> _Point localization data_
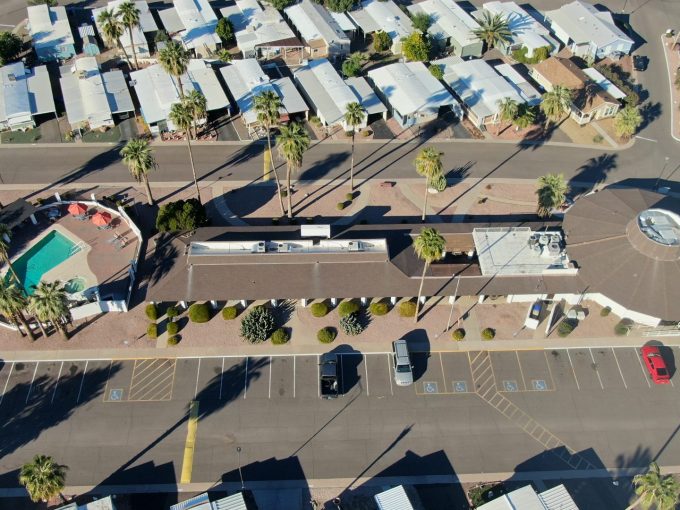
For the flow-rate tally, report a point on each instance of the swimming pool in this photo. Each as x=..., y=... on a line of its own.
x=53, y=249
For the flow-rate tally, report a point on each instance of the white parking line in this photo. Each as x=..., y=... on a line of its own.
x=83, y=379
x=54, y=393
x=33, y=379
x=595, y=368
x=578, y=386
x=4, y=390
x=620, y=371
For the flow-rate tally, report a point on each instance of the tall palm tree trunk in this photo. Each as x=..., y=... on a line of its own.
x=420, y=292
x=276, y=175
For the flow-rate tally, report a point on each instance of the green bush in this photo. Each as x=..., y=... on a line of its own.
x=319, y=309
x=326, y=335
x=350, y=325
x=229, y=313
x=347, y=307
x=280, y=337
x=378, y=308
x=407, y=309
x=257, y=325
x=151, y=312
x=181, y=215
x=488, y=333
x=152, y=331
x=199, y=312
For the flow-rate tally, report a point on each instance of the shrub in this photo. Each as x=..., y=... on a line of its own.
x=350, y=325
x=378, y=308
x=347, y=308
x=151, y=312
x=172, y=328
x=488, y=334
x=280, y=337
x=326, y=335
x=257, y=325
x=152, y=331
x=199, y=312
x=407, y=309
x=229, y=313
x=319, y=309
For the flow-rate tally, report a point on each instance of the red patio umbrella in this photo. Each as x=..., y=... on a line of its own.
x=77, y=208
x=101, y=218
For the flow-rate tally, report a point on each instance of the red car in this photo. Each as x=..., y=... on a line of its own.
x=655, y=364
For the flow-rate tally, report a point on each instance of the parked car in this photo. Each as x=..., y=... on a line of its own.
x=655, y=364
x=403, y=370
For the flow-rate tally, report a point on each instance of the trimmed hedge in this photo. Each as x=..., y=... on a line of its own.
x=229, y=313
x=347, y=308
x=407, y=309
x=326, y=335
x=199, y=312
x=319, y=309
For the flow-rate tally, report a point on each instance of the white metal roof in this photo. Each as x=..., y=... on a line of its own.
x=448, y=20
x=478, y=85
x=246, y=79
x=393, y=499
x=583, y=23
x=604, y=83
x=376, y=15
x=157, y=90
x=49, y=26
x=255, y=25
x=410, y=87
x=314, y=22
x=526, y=30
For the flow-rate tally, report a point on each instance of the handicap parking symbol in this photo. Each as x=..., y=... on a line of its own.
x=539, y=384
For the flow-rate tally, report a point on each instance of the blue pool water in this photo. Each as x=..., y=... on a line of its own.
x=45, y=255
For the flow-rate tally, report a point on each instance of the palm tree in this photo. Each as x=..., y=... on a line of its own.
x=428, y=163
x=267, y=105
x=552, y=191
x=49, y=303
x=292, y=141
x=182, y=116
x=112, y=30
x=354, y=117
x=653, y=488
x=129, y=16
x=139, y=158
x=429, y=246
x=43, y=478
x=198, y=105
x=556, y=103
x=12, y=305
x=174, y=59
x=493, y=29
x=627, y=121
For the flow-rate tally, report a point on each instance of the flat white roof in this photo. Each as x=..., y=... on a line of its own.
x=157, y=90
x=314, y=22
x=49, y=26
x=375, y=15
x=478, y=85
x=410, y=87
x=246, y=79
x=526, y=30
x=255, y=25
x=448, y=20
x=583, y=23
x=604, y=83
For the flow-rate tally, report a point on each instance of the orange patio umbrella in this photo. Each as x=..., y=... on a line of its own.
x=101, y=218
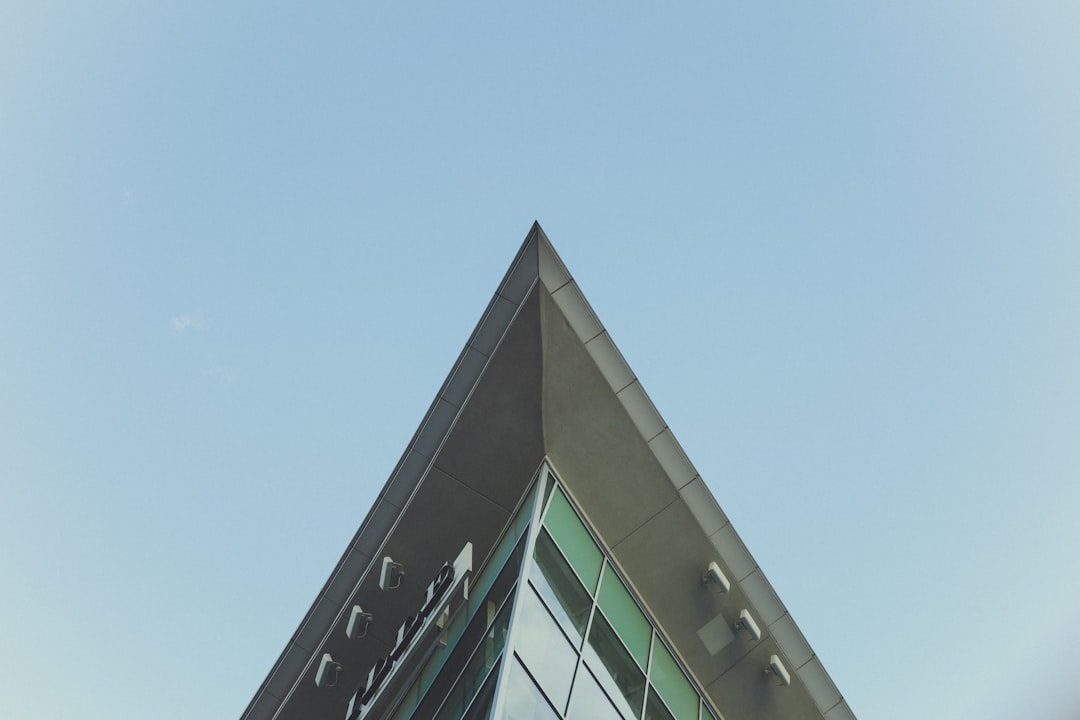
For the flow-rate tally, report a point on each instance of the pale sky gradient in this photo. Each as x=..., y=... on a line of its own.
x=241, y=246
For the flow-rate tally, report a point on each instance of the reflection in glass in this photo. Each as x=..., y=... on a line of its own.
x=589, y=702
x=561, y=588
x=624, y=615
x=482, y=706
x=615, y=668
x=544, y=650
x=655, y=709
x=524, y=700
x=480, y=665
x=667, y=678
x=575, y=541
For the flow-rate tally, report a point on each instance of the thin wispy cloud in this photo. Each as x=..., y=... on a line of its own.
x=218, y=374
x=186, y=322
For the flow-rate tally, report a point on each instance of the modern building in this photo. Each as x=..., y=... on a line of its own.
x=544, y=549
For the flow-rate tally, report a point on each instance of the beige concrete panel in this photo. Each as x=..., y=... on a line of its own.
x=734, y=554
x=592, y=442
x=840, y=711
x=665, y=559
x=553, y=273
x=791, y=641
x=497, y=443
x=642, y=411
x=768, y=607
x=580, y=315
x=673, y=459
x=745, y=691
x=819, y=684
x=703, y=505
x=609, y=361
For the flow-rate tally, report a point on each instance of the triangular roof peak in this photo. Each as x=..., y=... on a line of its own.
x=541, y=379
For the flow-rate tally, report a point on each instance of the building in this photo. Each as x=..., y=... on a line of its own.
x=545, y=549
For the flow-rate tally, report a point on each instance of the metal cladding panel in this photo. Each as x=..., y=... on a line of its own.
x=541, y=378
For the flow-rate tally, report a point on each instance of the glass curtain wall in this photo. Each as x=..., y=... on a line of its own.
x=550, y=632
x=580, y=648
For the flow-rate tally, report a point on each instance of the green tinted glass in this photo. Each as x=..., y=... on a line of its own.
x=624, y=615
x=574, y=540
x=667, y=678
x=561, y=588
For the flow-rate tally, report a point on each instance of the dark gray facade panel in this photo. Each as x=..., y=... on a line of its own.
x=592, y=440
x=497, y=443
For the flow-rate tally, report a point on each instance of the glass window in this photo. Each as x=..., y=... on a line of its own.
x=482, y=705
x=544, y=650
x=524, y=700
x=484, y=659
x=589, y=702
x=615, y=668
x=562, y=589
x=672, y=684
x=624, y=615
x=655, y=709
x=575, y=541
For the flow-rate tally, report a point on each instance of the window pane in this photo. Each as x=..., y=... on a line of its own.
x=575, y=541
x=561, y=588
x=615, y=668
x=589, y=702
x=544, y=650
x=524, y=700
x=624, y=615
x=672, y=684
x=655, y=709
x=482, y=706
x=484, y=657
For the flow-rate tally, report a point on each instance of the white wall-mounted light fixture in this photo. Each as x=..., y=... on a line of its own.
x=328, y=671
x=747, y=625
x=778, y=673
x=391, y=574
x=715, y=576
x=359, y=622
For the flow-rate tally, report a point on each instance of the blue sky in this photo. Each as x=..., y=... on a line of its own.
x=241, y=246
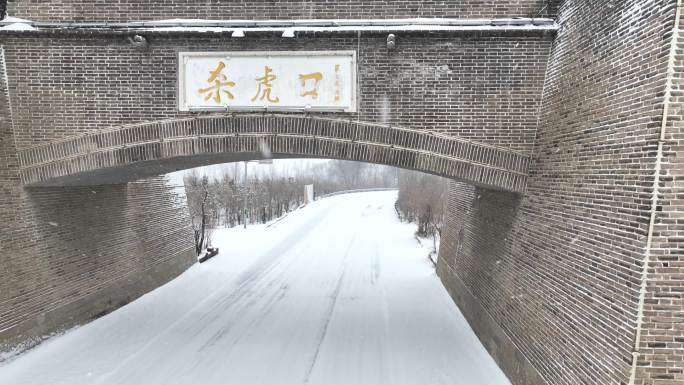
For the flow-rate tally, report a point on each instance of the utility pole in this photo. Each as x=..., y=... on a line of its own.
x=244, y=198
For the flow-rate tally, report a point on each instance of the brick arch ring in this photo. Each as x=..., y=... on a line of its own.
x=133, y=151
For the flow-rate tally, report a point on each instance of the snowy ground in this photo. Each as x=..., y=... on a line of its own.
x=338, y=292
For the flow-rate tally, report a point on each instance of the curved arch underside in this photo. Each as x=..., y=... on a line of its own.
x=134, y=151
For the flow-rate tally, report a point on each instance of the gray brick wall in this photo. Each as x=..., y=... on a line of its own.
x=437, y=82
x=563, y=284
x=87, y=250
x=128, y=10
x=661, y=347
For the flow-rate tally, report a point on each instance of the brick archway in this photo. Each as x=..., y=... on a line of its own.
x=163, y=146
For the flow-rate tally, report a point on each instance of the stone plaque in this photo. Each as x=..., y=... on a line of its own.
x=297, y=80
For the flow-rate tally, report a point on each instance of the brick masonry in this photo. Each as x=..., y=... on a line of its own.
x=550, y=279
x=563, y=280
x=133, y=151
x=87, y=83
x=130, y=10
x=430, y=81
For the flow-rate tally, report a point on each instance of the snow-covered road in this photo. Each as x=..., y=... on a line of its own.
x=338, y=292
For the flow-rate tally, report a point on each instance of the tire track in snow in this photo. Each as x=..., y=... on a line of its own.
x=261, y=268
x=331, y=308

> _Requirement_
Starting from the line with "of the gray", write out every remaining line of the data above exactly, the final line included, and nothing before it.

> _Task response_
For the flow-rate tally, report a point on each instance of the gray brick wall in this photo. Each as x=..., y=... on a line of its own.
x=437, y=82
x=563, y=284
x=87, y=250
x=128, y=10
x=661, y=347
For the flow-rate tally, report a point on each instance of the brick archway in this photo. Each as x=..., y=... on a line of its own.
x=163, y=146
For the flow-rate tally, report a point on each instance of the stone plaque in this photo. Each as x=..., y=... on a line of its own.
x=297, y=80
For the flow-rate tally, report a point on each instance of the brick masonry in this photo. Each as x=..., y=... on a line of its own.
x=550, y=279
x=563, y=280
x=133, y=151
x=87, y=83
x=130, y=10
x=430, y=81
For the flow-rate tally, report a point on each instance of the snow-covered road in this photo. Each as x=..., y=... on a line of its own.
x=338, y=292
For the flow-rate tally, report a point on each instance of the tire track in snow in this photo. Each as x=..., y=... on a line of its own.
x=261, y=268
x=331, y=308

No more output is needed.